O kazandıkça sen de kaybedeceksin!
Özgür-Der’in önce Van, ardından Diyarbakır Bağlar şubesine Molotoflu saldırılar düzenlendi... PKK’nın yayın organlarından Azadiya Welat’ın hedef göstermesinden sonra gerçekleşen saldırıların görünürdeki sebebi Kuzey Suriye konusundaki görüş ayrılığı ve çatışmalar...
PKK’ya göre ‘Rojava’da Kürtler katlediliyor ve Özgür-Der katledenlerle birlikte hareket ediyor’... PKK’nın haber ajansı ANF’de Zana Azadi imzasıyla çıkan Rojava’daki katliamın Türkiye’deki ortakları kim?’ başlıklı yazıda, ‘Yeşil Türkçü-Turancı’ ve ‘Fethullahçı Ötüken Gladiosu’ oluşumlarının olayların arkasında olduğu öne sürülüyor!..
İlginç olan şu: Özgür-Der, resmî internet sitesinde, “Kürt sorunu resmi ideolojik dayatmalar, ondan beslenen milliyetçi fanatizm ve inkârcı politikalarla yaşadığımız ülkenin yakıcı bir gerçeği haline gelmiştir” diyen, ırkçı baskılar sonucu dili, inancı ve varlığı inkâr edilmiş bir halktan söz eden, çocuklara okutulan andı ‘faşizan utanmazlık’la, devleti ‘Kürt illeri’nin girişlerine ‘Türk’üm’ tabelası koyarak ‘üst kimlik dayatması’ yapmakla suçlayan bir örgüt...
------------------------------
Görev: Yukarıda Özgür-Der şubelerine yapılan saldırıları anlatan yazıyı kaldığı yerden sürdürün.

Kaynak veriler:
------------------------------
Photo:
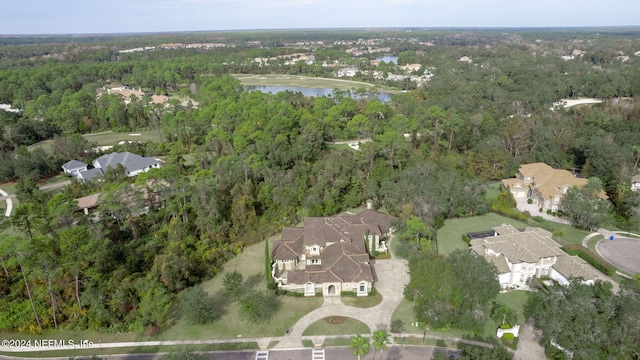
------------------------------
Yanıt aşağıda:
Yine de fark etmiyor... Özgür-Der’in başta ‘Roboski’ kampanyaları olmak üzere bütün çırpınmalarına rağmen, Burhan Kavuncu’nun geçmişi ‘Turancı’ olarak suçlanmalarına ve hedef hâline getirmelerine yetiyor... Bu son durum, PKK’nın bölgede nüfuzunu artırdıkça, kimlerin hayat alanının daralacağını göstermesi açısından önemli... Siyasî iddiaları da olan İslâmcılarla birlikte, siyasetle ilişkisi daha dolaylı geleneksel Müslüman ekollerin ve tarikatların da bu süreçten olumsuz etkileneceği muhakkak...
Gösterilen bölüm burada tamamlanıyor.